─── Supplied data
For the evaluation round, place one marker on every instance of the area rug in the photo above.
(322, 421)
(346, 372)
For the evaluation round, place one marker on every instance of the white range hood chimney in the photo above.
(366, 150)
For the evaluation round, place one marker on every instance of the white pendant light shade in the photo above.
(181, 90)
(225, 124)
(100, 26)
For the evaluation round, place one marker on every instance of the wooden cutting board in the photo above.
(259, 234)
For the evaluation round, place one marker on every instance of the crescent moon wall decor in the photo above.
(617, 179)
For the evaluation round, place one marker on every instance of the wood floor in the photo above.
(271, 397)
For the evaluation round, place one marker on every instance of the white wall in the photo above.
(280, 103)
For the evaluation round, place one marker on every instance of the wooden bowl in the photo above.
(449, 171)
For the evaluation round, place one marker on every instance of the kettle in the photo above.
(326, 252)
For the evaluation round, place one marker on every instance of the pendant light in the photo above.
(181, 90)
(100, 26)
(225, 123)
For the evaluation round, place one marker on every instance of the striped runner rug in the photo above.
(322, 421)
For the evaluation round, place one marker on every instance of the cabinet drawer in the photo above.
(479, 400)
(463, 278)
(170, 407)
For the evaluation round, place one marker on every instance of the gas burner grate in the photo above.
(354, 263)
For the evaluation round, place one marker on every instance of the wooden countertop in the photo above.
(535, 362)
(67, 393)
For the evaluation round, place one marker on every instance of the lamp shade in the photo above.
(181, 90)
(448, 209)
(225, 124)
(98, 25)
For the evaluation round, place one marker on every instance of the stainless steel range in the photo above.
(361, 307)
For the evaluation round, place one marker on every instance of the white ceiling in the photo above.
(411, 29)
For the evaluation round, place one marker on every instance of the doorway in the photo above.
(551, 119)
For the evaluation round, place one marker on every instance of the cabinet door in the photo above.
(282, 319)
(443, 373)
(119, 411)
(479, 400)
──────
### Description of the task
Output the material as a two-column CSV with the headers input and output, starting at the line that contains "lamp shade in the photo above." and ending at the end of the material. Put each input text and its output in one quoted field, with line breaks turned into spaces.

### Written solution
input,output
"For the evaluation round, place one marker on every instance of the lamp shade in the photo above.","(181, 90) (448, 209) (225, 124) (98, 25)"
"For the evaluation round, place one marker on every instance of the stainless steel range in the photo above.","(361, 307)"
"For the evaluation round, place one marker on every instance of the white ceiling in the photo above.","(411, 29)"
"For the evaluation round, place one marker on every instance of the doorway in the photo above.","(551, 119)"
"For the evaluation round, place one marker on every instance of the cabinet door in the photo above.","(282, 319) (443, 373) (119, 411) (479, 400)"